-- BEGIN --

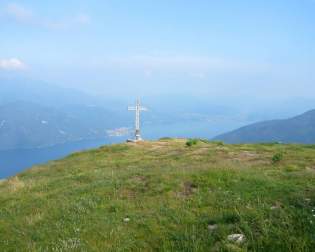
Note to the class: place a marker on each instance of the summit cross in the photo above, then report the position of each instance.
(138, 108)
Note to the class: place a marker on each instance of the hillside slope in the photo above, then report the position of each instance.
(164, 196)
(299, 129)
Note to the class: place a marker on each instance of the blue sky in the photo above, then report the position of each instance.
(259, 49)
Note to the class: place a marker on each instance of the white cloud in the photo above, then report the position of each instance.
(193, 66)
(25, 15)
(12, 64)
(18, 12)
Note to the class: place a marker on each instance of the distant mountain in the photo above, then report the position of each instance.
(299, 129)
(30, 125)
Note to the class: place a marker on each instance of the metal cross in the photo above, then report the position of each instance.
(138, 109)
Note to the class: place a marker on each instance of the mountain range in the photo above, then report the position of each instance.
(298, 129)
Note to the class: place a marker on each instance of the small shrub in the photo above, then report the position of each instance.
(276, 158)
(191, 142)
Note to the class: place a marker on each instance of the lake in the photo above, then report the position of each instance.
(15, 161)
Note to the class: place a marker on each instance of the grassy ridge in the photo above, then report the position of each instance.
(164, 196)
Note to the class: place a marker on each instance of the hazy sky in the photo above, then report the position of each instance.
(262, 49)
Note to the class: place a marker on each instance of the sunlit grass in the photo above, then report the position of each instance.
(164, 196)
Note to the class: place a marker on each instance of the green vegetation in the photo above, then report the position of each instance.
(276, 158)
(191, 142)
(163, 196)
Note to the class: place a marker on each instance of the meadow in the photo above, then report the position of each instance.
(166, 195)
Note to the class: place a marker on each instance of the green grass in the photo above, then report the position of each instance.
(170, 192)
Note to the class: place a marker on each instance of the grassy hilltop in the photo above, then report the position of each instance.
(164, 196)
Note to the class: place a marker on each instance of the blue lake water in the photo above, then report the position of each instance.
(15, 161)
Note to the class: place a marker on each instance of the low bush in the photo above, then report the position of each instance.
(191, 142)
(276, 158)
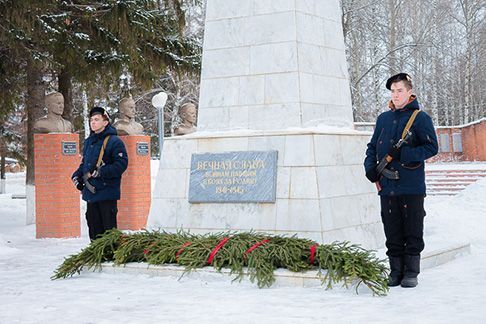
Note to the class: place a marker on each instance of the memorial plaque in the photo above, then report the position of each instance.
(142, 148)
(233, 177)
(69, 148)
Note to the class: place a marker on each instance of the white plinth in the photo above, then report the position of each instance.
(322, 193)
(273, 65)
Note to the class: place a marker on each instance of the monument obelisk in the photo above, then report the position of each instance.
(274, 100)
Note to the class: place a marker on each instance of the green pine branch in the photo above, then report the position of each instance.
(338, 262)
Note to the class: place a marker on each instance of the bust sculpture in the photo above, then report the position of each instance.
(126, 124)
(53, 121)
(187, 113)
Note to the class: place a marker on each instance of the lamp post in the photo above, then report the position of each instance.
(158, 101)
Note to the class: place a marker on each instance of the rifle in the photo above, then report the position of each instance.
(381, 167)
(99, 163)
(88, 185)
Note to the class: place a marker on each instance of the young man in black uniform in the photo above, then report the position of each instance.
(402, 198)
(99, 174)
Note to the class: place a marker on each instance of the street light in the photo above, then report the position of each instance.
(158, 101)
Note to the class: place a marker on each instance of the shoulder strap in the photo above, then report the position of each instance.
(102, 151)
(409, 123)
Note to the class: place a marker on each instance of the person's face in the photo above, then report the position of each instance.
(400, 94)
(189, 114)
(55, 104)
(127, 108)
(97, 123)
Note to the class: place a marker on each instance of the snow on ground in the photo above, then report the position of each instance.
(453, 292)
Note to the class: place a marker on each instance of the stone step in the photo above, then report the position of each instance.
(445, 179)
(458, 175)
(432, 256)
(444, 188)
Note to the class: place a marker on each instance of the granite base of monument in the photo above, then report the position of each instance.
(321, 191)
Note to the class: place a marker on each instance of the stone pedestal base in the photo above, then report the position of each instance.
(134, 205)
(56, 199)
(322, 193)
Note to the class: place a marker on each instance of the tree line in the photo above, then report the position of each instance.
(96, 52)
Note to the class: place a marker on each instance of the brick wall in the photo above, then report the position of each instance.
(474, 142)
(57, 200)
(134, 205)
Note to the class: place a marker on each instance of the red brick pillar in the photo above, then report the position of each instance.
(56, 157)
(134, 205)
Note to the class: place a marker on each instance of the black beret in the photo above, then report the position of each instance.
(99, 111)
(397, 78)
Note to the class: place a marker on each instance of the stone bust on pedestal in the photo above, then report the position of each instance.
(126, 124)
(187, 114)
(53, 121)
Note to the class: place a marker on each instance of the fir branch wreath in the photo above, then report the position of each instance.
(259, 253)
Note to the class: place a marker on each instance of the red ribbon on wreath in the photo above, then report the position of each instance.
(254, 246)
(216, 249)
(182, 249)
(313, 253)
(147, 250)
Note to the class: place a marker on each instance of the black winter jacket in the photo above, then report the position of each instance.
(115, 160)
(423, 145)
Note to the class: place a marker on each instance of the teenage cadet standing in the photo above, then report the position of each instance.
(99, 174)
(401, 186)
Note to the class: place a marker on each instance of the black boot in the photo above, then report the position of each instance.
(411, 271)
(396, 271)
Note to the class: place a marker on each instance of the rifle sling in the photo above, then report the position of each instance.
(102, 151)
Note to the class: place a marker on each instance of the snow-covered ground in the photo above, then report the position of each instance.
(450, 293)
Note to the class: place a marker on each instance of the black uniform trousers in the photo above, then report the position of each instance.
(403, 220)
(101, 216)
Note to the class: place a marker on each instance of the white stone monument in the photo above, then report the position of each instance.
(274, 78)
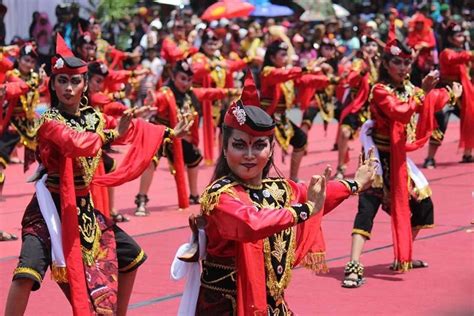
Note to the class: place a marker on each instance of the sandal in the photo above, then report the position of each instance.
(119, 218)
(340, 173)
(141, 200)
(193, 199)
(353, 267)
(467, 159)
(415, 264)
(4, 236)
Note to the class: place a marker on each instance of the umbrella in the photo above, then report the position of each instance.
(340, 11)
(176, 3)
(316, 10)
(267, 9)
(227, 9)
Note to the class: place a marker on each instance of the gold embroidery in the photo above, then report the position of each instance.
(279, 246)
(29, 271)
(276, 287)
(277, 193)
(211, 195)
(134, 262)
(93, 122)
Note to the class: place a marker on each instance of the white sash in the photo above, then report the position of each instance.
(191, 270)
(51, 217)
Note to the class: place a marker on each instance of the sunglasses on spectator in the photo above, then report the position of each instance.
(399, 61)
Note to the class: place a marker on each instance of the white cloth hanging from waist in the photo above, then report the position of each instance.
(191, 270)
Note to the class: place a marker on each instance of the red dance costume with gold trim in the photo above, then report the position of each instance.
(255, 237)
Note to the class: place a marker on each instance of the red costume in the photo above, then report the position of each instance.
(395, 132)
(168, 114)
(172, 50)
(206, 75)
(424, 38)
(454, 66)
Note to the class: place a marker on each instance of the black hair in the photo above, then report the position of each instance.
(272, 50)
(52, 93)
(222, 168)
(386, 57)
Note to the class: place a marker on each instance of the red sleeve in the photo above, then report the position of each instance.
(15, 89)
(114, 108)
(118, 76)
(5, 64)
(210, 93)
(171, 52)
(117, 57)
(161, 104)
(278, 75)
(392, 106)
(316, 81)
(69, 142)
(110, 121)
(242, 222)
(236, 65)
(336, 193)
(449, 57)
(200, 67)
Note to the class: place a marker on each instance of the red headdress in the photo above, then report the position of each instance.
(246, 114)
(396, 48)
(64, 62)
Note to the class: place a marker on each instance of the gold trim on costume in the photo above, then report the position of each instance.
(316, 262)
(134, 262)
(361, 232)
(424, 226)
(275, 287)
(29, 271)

-- END --

Please repeat the entries exactly. Do not include the pictures.

Answer for the task
Note to the class: place a marker on each instance of the summit cross in the photo above, then report the position of each instance.
(138, 108)
Note to the class: place a marker on each instance of the hillside slope in the photo above, then report the position of each instance.
(164, 196)
(299, 129)
Note to the class: place a marker on each instance of the blue sky in the photo above, then report the position of each instance.
(259, 49)
Note to the class: place a marker on each instance of the white cloud in the photo above, then report the position of each instance.
(193, 66)
(25, 15)
(12, 64)
(18, 12)
Note to the class: place a marker on each instance of the distant mountain in the photo above, then report the position of each instance.
(299, 129)
(30, 125)
Note to the class: place a marker on each instance of the metal cross in the photo above, then report the position of each instance.
(138, 109)
Note to the class: place a marker on each instance of the mountain range in the photo above, then report the position of each instance.
(298, 129)
Note to the class: place a marker on each instance of the small shrub in the photo above, then report the position of each instance.
(276, 158)
(191, 142)
Note to the class: place a marker on each instance of the lake in the photo above, then report the position of each instance.
(15, 161)
Note to the class: place a marker on each instance of the grassy ridge in the photo above, then report the position of each instance.
(164, 196)
Note to the class: place a marker on each instance of the hazy sky in the photo above, then report the position of each instance.
(262, 49)
Note to the class: place a marker on each instance of the sunlit grass in the photo above, then report the position of each instance.
(164, 196)
Note to the class: place a marker on each instance of the green vegetation in the photo above, then report the position of each instance.
(276, 158)
(191, 142)
(163, 196)
Note to the class: place a marker on each instance of the meadow in the photo above, then report the position of each instance.
(166, 195)
Note to the class: place a marker on each instance of the green grass in the photo above, then report the position of each instance.
(170, 192)
Note to the class: place a marker on each instance of the grassy hilltop in the photo above, then report the position of each instance.
(164, 196)
Note to the class: place a marker on each instance of the blue lake water in the photo above, then report the position of each instance.
(15, 161)
Note to the class: place a marker on each instance of the low bush in the photo above, then report the position of each instance.
(191, 142)
(276, 158)
Note to the class: place a marker on each instance of the memorial plaque in the photo above, then report the position of each instance.
(142, 148)
(233, 177)
(69, 148)
Note to the class: place a marker on each instance of the white plinth in the photo above, then report the position of each instance.
(322, 193)
(273, 65)
Note to the class: place a marker on each instance of the monument obelisk in the photo above, then report the position of each instance.
(274, 100)
Note to the class: place a marker on each instance of the green pine branch in the photo above, then report the position of each instance.
(338, 262)
Note to the class: place a marker on each instance of the bust sculpture in the photo above, then report the position of each instance.
(126, 124)
(53, 121)
(187, 113)
Note to the class: place a marker on each instance of the lamp post in the photo above, then report the position of each instance.
(158, 101)
Note to the class: place a marker on each instance of the rifle in the photo above, then report the position of each instance.
(381, 167)
(99, 163)
(88, 185)
Note to the class: place a marker on each instance of the young man in black uniform in the photo above, then report the position of each instance.
(402, 198)
(99, 174)
Note to the class: place a marker on each instance of the street light in the photo above, then report the position of each instance.
(158, 101)
Note to the class: place a marker on each instance of the shoulder strap in the photo above, then report the position of each instance.
(102, 151)
(409, 123)
Note to the class: place a marker on each instance of the person's face in the photo above, then report the position of each instance.
(400, 94)
(189, 114)
(55, 104)
(127, 108)
(97, 123)
Note to the class: place a marker on each instance of the snow on ground in the photo above, then report the position of each instance.
(453, 292)
Note to the class: place a marker on each instance of the stone step in the photo above, then report the position of each instance.
(445, 179)
(458, 175)
(432, 256)
(444, 188)
Note to the class: place a marker on each instance of the granite base of monument in the photo above, then report the position of each instance.
(321, 191)
Note to the class: place a marker on each instance of the stone pedestal base in the photo above, then report the position of each instance.
(134, 205)
(56, 199)
(322, 193)
Note to the class: place a marker on each instance of the tree line in the photo above, then report the position of each instance.
(96, 52)
Note to the class: place a marker on each instance of the brick wall in the photo above, then report the position of each instance.
(474, 142)
(57, 200)
(134, 205)
Note to the class: place a marker on each instance of the red brick pillar in the photo above, then report the position of each instance.
(56, 157)
(134, 205)
Note to the class: place a marker on each instance of the black beret in the photo above, then report the position of each instance.
(99, 111)
(397, 78)
Note to the class: place a marker on each instance of the stone bust on pedestal in the photo above, then report the position of each instance.
(126, 124)
(187, 114)
(53, 121)
Note to the class: place a marker on each instance of the fir branch wreath in the photo above, then report the position of each instance.
(259, 253)
Note to the class: place a marker on each instance of the red ribbon on wreath in the photo above, then report the position of each instance.
(254, 246)
(216, 249)
(182, 249)
(313, 253)
(147, 250)
Note to the class: place a marker on each instance of the black winter jacket in the photo above, then report the position of each instance.
(115, 160)
(423, 145)
Note to the class: place a marker on each instance of the teenage cadet standing in the photo above, then report the position of each instance.
(99, 174)
(401, 186)
Note to the class: place a marker on each instance of the black boot in the photo above, then report the position of each instance.
(411, 271)
(396, 271)
Note to the class: place a marker on each instance of the rifle sling in the photo above, then report the position of each instance.
(102, 151)
Note to the class: place a marker on each instance of the snow-covered ground in the photo above, then report the position of each instance.
(450, 293)
Note to the class: place a marker on each instance of the black uniform trousers in the photo above, then report the position of each instance.
(403, 220)
(101, 216)
Note to the class: place a marker on each instance of the white stone monument in the photo above, then report the position of each instance.
(274, 78)
Note to the class: place a marker on each instance of the sandal in the photo above, then report the position of each instance.
(119, 218)
(340, 173)
(141, 200)
(193, 199)
(353, 267)
(467, 159)
(415, 264)
(4, 236)
Note to the class: place a marker on each instance of the umbrella in the photo above, then report the position of each instance.
(340, 11)
(176, 3)
(316, 10)
(267, 9)
(227, 9)
Note to the class: place a marker on each instance of the gold embroidery in the photo above, then report the position of each instance.
(279, 246)
(29, 271)
(276, 287)
(277, 193)
(211, 195)
(134, 262)
(93, 122)
Note to the class: place a marker on each instance of the white sash in the photo above, then report the position of each instance.
(191, 270)
(51, 217)
Note to the class: place a marker on each instance of the sunglasses on spectator in the photo above, then report the position of each instance.
(399, 61)
Note to the class: place a marker on each instance of the white cloth hanging from waist in the photo above, then report the position of each instance.
(191, 270)
Note to the class: place a marker on each instance of the red dance costume with gold trim in the photo above, then report the position of each instance.
(255, 237)
Note to the class: place a marker on each instance of the red costume in the photo above, then report the position of each instance.
(395, 132)
(168, 114)
(172, 50)
(206, 75)
(424, 38)
(454, 66)
Note to the class: place a marker on each instance of the black hair in the photo above, then report the position of each instance.
(272, 50)
(52, 93)
(222, 168)
(386, 57)
Note to the class: place a marker on each instance of the red sleeve in the photo above, then report the position of each instance.
(15, 89)
(114, 108)
(118, 76)
(5, 64)
(210, 93)
(171, 52)
(117, 57)
(161, 104)
(278, 75)
(392, 106)
(316, 81)
(69, 142)
(110, 121)
(242, 222)
(236, 65)
(336, 193)
(449, 57)
(200, 67)
Note to the class: place a marker on each instance of the red headdress in the photo above, then report the position of each instance.
(246, 114)
(396, 48)
(64, 62)
Note to the class: place a marker on each instance of the gold trim on costume in the photo above, then report the position of each instance.
(316, 262)
(134, 262)
(361, 232)
(424, 226)
(275, 287)
(29, 271)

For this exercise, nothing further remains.